◆ **Directions for this task**:
Copy the items from the start through the line containing "267L629 260L641 258L644", renaming "outlet cover" as "switch plate" and keeping everything else unchanged.
——————————
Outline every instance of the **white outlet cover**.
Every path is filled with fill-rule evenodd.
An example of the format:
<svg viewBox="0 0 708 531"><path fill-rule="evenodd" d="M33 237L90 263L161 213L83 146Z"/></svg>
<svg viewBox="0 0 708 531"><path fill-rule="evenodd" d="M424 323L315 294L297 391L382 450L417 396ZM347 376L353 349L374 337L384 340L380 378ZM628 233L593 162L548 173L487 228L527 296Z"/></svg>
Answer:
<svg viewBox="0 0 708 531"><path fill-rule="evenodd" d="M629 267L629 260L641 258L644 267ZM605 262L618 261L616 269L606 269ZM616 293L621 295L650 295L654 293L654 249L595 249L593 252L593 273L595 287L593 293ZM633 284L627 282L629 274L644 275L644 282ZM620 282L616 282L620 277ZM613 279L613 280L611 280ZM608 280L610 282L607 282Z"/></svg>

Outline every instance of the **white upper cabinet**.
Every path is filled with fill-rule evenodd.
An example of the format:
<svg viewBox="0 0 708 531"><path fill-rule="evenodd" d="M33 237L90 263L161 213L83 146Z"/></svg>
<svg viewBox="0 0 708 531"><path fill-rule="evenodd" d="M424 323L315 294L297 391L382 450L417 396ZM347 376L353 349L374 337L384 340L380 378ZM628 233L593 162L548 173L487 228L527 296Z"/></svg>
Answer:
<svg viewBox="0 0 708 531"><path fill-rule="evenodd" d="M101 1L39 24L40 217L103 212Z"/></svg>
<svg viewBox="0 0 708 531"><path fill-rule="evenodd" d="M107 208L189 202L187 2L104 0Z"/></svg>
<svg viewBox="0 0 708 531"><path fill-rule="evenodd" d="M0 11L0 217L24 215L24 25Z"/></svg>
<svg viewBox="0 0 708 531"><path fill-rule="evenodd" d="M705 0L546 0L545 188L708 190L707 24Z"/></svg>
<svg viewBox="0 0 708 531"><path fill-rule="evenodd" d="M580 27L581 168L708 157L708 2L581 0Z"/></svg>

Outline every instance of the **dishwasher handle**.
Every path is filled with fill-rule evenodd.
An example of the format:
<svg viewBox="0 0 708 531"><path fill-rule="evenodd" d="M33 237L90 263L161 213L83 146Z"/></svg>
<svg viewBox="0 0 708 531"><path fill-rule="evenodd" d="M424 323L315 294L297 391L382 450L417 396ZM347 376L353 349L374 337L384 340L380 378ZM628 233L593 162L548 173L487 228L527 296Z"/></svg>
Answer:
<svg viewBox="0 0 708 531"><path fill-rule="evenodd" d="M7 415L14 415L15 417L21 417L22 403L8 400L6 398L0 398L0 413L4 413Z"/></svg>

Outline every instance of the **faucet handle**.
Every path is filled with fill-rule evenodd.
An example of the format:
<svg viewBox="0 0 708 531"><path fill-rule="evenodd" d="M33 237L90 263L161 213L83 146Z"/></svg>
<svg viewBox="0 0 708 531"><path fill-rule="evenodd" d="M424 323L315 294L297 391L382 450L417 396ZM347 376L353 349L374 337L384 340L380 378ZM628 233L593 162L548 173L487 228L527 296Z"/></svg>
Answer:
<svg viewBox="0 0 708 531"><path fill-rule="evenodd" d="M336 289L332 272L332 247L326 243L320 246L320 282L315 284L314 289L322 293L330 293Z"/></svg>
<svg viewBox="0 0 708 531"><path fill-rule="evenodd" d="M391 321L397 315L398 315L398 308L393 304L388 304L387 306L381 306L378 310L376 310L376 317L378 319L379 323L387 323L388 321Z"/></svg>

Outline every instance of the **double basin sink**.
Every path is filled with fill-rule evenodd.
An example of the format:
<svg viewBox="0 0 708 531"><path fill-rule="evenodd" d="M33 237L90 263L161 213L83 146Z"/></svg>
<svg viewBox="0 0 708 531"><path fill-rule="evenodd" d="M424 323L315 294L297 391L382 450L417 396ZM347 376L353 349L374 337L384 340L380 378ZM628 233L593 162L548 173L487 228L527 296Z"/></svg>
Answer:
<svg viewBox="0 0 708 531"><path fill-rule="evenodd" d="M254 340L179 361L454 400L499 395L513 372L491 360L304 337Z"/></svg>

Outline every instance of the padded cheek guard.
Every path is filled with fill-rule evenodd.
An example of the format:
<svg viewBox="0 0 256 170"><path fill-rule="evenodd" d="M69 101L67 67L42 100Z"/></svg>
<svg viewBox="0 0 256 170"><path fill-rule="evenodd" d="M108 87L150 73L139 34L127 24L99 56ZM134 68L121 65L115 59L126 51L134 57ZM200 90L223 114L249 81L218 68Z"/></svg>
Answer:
——————————
◆ **Task answer**:
Outline every instance of the **white switch plate**.
Every path is filled with fill-rule evenodd.
An example of the format:
<svg viewBox="0 0 708 531"><path fill-rule="evenodd" d="M33 237L90 263L161 213L83 146Z"/></svg>
<svg viewBox="0 0 708 531"><path fill-rule="evenodd" d="M424 323L315 294L297 391L382 450L417 396ZM347 376L353 349L374 337L384 340L380 378ZM628 233L593 162L548 173L487 228L527 296Z"/></svg>
Answer:
<svg viewBox="0 0 708 531"><path fill-rule="evenodd" d="M629 267L629 260L641 258L644 267ZM605 262L618 261L616 269L606 269ZM616 293L621 295L650 295L654 293L654 249L595 249L593 252L593 273L595 287L593 293ZM633 284L627 282L629 274L644 275L644 282ZM620 282L616 282L620 277ZM613 279L613 280L611 280ZM608 280L610 282L607 282Z"/></svg>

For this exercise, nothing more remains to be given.